▸ **DOCUMENT TEXT**:

+---+

Fear is particularly powerful. I don’t mean you should frighten your prospects, but you can create a fear of missing out. Use phrases such as “last chance to buy,” “limited stock” or “7 people have booked this in the last hour.” These phrases make us worried that we could miss out and, as a result, are more likely to buy there and then. This tactic also incorporates social proof as well, as it suggests that your product or service is at risk of running out due to high demand.

 

Foot in the door technique

Psychology has shown time and time again how powerful the foot in the door technique can be. It’s essentially a compliance tactic that aims to encourage people to fulfil a large request by having them complete a small request first. When it comes to sales, start by asking a small favour of your prospects. This could be asking them to provide an email address or purchase an inexpensive product. Later, when you ask them to purchase your expensive product, they’ll be more likely to go through with it than if they hadn’t done the smaller favour.

+---+

▸ **DATA SECTION**:
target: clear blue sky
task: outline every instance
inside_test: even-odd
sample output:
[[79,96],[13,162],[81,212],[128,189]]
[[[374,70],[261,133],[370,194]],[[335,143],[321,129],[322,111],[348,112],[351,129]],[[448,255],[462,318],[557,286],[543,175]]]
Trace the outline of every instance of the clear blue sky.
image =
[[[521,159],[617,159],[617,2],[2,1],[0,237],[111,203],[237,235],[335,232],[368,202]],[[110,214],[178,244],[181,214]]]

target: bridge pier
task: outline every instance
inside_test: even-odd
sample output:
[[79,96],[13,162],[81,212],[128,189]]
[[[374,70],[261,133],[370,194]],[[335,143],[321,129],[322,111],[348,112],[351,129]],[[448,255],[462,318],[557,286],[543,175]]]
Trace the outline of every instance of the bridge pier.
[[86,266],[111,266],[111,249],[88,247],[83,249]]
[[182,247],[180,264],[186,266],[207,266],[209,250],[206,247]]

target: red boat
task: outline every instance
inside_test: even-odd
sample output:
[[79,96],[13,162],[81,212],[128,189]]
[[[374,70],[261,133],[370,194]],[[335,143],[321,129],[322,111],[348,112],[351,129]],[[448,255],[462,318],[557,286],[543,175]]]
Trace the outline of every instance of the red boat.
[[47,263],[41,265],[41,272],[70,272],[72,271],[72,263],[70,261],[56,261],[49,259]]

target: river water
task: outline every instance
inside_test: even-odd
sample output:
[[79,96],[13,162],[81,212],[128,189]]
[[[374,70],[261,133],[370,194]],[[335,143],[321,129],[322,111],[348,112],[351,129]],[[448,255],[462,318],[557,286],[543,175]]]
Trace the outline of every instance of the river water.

+---+

▸ **PROMPT 1**: In the sales-tactics text, list every phrase given in quotation marks as a way to create a fear of missing out.
▸ **PROMPT 2**: Write the next part of the sales-tactics text, picking up after its final sentence.
The listing is separate material from the sales-tactics text.

▸ **EXPECTED ANSWER 1**:
"last chance to buy"
"limited stock"
"7 people have booked this in the last hour"

▸ **EXPECTED ANSWER 2**:
 

Storytelling

Storytelling can capture the audience’s attention, generate more interest in your brand and make data more meaningful by connecting it to real-world examples. As such, brands with stories behind them are generally much more powerful and memorable, and, as a result, more trustworthy.

Applying storytelling to sales can simply be sharing a relatable customer success story. This can help prospects to connect with and relate more to your brand, rather than you listing the benefits of the product. Stories have characters, whom prospects can relate to and envision themselves as.

 

What do you think of these psychological triggers? Do you have any more techniques that you use?